_TRECHO DO DOCUMENTO_
_____

A mobilização foi impulsionada principalmente pela atuação de associações de pacientes, lideradas em grande parte por mães que se tornaram defensoras da causa por necessidade. A coragem das associações profissionais, da Anvisa e de legisladores, tanto em nível federal quanto estadual, foi essencial para dar voz a essas demandas, permitindo o acesso a estes medicamentos.
Nesse cenário, em janeiro de 2023, a Lei 17.618, de autoria do deputado estadual Caio França (PSB-SP), foi sancionada pelo governador Tarcísio de Freitas, estabelecendo o fornecimento de derivados de Cannabis sativa pelo SUS no estado de São Paulo. Em maio de 2024, ocorreu a primeira distribuição gratuita de CBD, marcando um momento histórico para o acesso universal a essa terapia transformadora e reforçando a importância da participação social na saúde
Panorama legislativo
A implementação da Lei 17.618/2023 demonstra a capacidade do Legislativo e do governo paulista de trabalharem em prol dos pacientes, superando desafios partidários e regulatórios para garantir acesso seguro e eficaz a tratamentos diferenciados.
No entanto, a inclusão da Cannabis no SUS paulista ainda não universalizou o acesso, e o tema permanece em aberto tanto no panorama legislativo quanto nas discussões entre associações de classe e de pacientes.
De acordo com relatório da Vox e Gov, em parceria com a Sigalei, a Câmara dos Deputados tem sido a principal casa iniciadora das proposições legislativas sobre Cannabis medicinal, com destaque para os estados do Rio de Janeiro, São Paulo e Minas Gerais, que possuem a maior representação entre os autores dessas proposições.

_____

_SEÇÃO DE DADOS_
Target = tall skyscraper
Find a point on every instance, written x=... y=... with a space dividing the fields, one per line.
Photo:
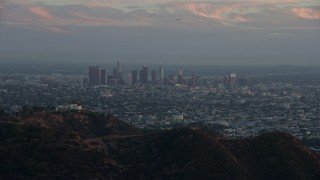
x=180 y=77
x=134 y=77
x=119 y=67
x=161 y=73
x=154 y=77
x=144 y=75
x=97 y=75
x=129 y=79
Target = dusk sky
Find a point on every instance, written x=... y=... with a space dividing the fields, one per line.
x=153 y=31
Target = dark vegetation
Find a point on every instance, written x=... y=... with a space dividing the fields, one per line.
x=89 y=145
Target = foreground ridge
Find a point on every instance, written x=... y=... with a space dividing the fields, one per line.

_____

_CONJUNTO DE TAREFAS_
a) Liste todos os estados brasileiros mencionados no trecho sobre Cannabis medicinal.
b) Prossiga com o trecho sobre Cannabis medicinal a partir da última frase apresentada.
Os dados vêm de uma fonte diferente.

_RESULTADOS_
a) São Paulo, Rio de Janeiro e Minas Gerais.

b)
Observa-se que o foco principal dessas proposições é ampliar o acesso ao tratamento, porém há falhas na execução, além da falta de diretrizes claras para a compra pública e a disponibilização dos medicamentos aos pacientes. A maioria das proposições foi apensada ao PL 399/2015, que ainda aguarda deliberação na Mesa Diretora da Câmara dos Deputados.
A deputada Andréa Werner (PSB-SP), autista e ativista pelos direitos das pessoas com deficiência, destaca a importância da democratização do acesso a medicamentos à base de canabidiol (CBD), salientando que este objetivo depende de ações coordenadas em diferentes frentes. Segundo Werner:
"A democratização do acesso a medicamentos com canabidiol hoje depende de ação em três frentes: medidas para reduzir o custo de produção dos medicamentos, educação continuada de médicos prescritores e ampliação da lista de condições que podem receber o medicamento. Temos evidências científicas robustas dos efeitos positivos para pessoas com esclerose múltipla, alguns tipos de epilepsia e dores crônicas, por exemplo. Contudo, não podemos tratar um novo medicamento como uma panaceia, e sim focar em como o uso adequado traz ganho de qualidade de vida para pacientes e melhor uso de recursos públicos, já que há casos em que o canabidiol pode substituir vários medicamentos de alto custo. Para esse último ponto, o desenvolvimento de novas pesquisas e uma política robusta de formação para médicos é um passo necessário".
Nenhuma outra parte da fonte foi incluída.